Quoted text:
Exactly. But there’s more, so much more, that could be said about this. A reader named Nella pointed out:

I’m confused by Ms. Nubel’s strategy to stop having sex with Republicans. I thought abstaining from sex is impossible and that it is widely known that no matter what the risks, people would have sex anyway.

That’s the first thing that jumped out to me about the Slate piece as well. So ... it is possible for people to make principled choices about the circumstances under which they’ll have sex? And if it’s important to avoid negative consequences from sexual behavior, it might be best to abstain altogether? These are great points! I hope that Nubel and her readers keep exploring these ideas.

But the most interesting part of it was the emphasis on the sexual behavior of women. Nubel sounds the battle cry, “Ladies, it’s time for a sex strike!” (emphasis mine), and then proceeds to list examples of women effecting change in society through thoughtful abstinence. And thus she reveals her understanding of something that everyone knows but nobody wants to admit: Women hold all the cards when it comes to sex. As a gender, men want sex more than women do, and they are willing to go to great lengths to get it. They’ll change their behavior. They’ll reconsider their ideas. Granted, men aren’t mindless animals who will do anything for sex (well, not most of them, anyway), but the fewer opportunities there are in the culture for intimacy with women, the more willing men are to meet women’s conditions for it.

Exercise a: Print everything from "That’s the first" down to "exploring these ideas." in the sex strike text above.

Records supplied:
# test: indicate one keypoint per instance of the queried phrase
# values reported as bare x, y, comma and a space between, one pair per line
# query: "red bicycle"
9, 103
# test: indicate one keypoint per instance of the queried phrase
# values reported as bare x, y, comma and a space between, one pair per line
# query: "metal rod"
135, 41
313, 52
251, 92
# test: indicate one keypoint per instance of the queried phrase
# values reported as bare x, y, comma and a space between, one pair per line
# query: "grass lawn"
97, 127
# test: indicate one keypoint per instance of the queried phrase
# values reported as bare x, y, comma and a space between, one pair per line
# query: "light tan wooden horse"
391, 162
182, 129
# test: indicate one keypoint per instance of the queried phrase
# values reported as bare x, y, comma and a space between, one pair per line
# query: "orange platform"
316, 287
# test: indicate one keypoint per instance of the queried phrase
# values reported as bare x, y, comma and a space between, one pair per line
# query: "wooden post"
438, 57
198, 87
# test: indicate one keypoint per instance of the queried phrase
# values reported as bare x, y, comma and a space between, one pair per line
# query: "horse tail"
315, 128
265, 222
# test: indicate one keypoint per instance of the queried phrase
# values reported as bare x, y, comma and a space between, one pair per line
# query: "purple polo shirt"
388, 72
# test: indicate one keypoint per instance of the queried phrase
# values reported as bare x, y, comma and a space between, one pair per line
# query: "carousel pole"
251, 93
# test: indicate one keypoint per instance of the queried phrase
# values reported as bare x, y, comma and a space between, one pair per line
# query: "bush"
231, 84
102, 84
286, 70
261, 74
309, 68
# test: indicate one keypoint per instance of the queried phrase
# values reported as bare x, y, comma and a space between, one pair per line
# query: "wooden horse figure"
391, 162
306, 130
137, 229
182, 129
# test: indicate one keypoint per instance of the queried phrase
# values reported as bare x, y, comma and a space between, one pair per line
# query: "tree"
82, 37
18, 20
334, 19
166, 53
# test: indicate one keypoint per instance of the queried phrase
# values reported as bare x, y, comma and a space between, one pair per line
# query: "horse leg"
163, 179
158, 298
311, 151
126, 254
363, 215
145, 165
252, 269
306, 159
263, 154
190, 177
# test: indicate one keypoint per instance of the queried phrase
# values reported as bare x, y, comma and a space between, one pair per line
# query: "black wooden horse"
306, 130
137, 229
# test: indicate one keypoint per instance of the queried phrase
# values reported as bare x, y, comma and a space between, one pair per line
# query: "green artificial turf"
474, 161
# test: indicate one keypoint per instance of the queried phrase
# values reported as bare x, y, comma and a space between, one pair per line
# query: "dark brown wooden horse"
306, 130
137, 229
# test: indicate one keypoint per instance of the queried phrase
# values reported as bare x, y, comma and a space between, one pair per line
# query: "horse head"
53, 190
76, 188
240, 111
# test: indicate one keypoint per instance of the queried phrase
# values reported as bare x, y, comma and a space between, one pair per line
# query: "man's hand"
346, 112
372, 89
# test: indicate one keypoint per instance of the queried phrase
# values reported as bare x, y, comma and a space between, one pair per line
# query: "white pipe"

Exercise b: Please report each line of the records that contains the word "wooden". Case counts.

Full response a:
That’s the first thing that jumped out to me about the Slate piece as well. So ... it is possible for people to make principled choices about the circumstances under which they’ll have sex? And if it’s important to avoid negative consequences from sexual behavior, it might be best to abstain altogether? These are great points! I hope that Nubel and her readers keep exploring these ideas.

Full response b:
# query: "light tan wooden horse"
# query: "wooden post"
# query: "wooden horse figure"
# query: "black wooden horse"
# query: "dark brown wooden horse"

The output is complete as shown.